▶ [Provided records]
"""

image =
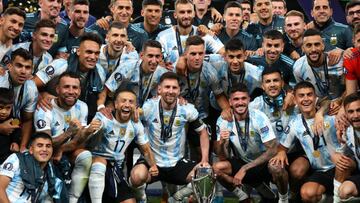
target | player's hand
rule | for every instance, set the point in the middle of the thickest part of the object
(7, 127)
(181, 68)
(14, 147)
(44, 101)
(154, 171)
(93, 127)
(129, 46)
(348, 53)
(104, 23)
(288, 101)
(227, 114)
(334, 107)
(318, 127)
(216, 15)
(280, 159)
(334, 56)
(216, 29)
(239, 176)
(341, 161)
(107, 112)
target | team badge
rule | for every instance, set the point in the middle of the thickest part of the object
(40, 123)
(50, 70)
(118, 77)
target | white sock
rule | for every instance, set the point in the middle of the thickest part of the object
(80, 175)
(97, 182)
(336, 191)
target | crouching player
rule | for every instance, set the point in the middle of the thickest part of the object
(109, 141)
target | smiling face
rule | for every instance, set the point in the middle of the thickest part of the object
(353, 113)
(68, 91)
(305, 98)
(239, 102)
(125, 104)
(42, 150)
(272, 84)
(321, 11)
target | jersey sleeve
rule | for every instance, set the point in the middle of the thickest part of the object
(42, 120)
(10, 166)
(52, 70)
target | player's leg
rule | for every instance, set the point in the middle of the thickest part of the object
(281, 179)
(80, 174)
(97, 179)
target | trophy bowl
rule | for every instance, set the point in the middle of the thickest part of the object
(203, 184)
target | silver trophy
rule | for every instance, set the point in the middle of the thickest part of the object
(203, 184)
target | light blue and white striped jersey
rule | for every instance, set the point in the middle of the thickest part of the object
(57, 119)
(296, 129)
(25, 102)
(59, 66)
(131, 71)
(16, 190)
(38, 64)
(303, 72)
(111, 65)
(260, 132)
(170, 48)
(279, 119)
(114, 137)
(168, 153)
(201, 85)
(350, 143)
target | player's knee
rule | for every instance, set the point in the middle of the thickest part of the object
(84, 160)
(139, 175)
(347, 190)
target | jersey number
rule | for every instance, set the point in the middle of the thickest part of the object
(119, 145)
(278, 126)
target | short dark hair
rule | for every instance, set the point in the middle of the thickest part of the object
(350, 4)
(313, 4)
(169, 75)
(351, 98)
(14, 11)
(39, 135)
(239, 87)
(273, 35)
(311, 32)
(303, 84)
(151, 2)
(269, 70)
(69, 74)
(91, 36)
(151, 43)
(232, 4)
(234, 44)
(23, 53)
(44, 23)
(295, 13)
(118, 25)
(194, 40)
(6, 96)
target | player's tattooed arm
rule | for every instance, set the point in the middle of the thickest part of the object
(271, 150)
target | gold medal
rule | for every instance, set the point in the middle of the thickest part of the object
(67, 119)
(122, 131)
(15, 122)
(316, 153)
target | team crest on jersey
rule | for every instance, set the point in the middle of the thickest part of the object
(40, 123)
(8, 166)
(50, 70)
(118, 77)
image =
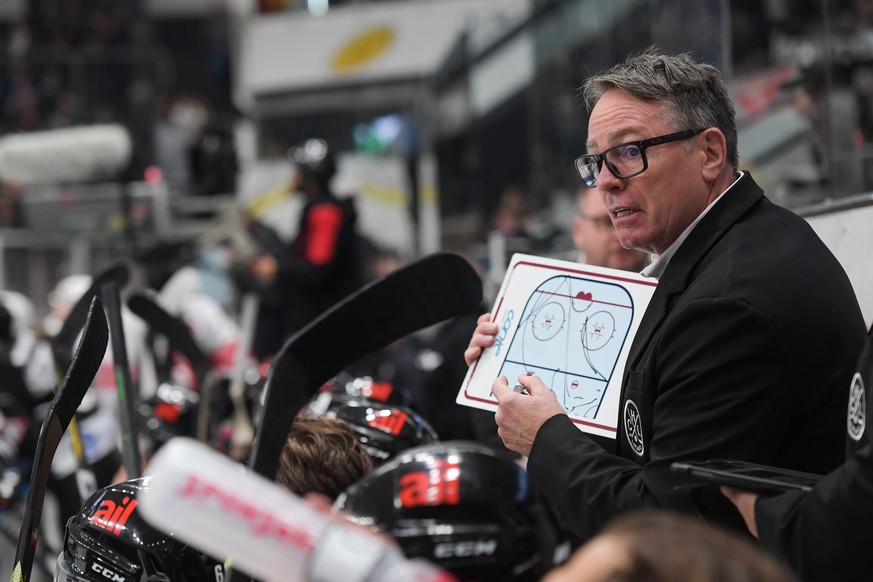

"""

▶ [Work required] Reproduce every line from the line containing "target | gold medal" through the end of the entries, both included and with the requests kept, multiplying each point coordinate in the answers by 2.25 and rounding to whole numbers, with halves rounded up. Leave the pictures out of the result.

▶ [Solution below]
target | gold medal
rule | for every instance, set the point in the middle of the thickest part of the object
(151, 268)
(275, 295)
(34, 275)
(711, 344)
target | team crest on jersey
rule | for every instance, set the point in the middle of the thickest part of the object
(90, 277)
(18, 374)
(113, 158)
(266, 173)
image =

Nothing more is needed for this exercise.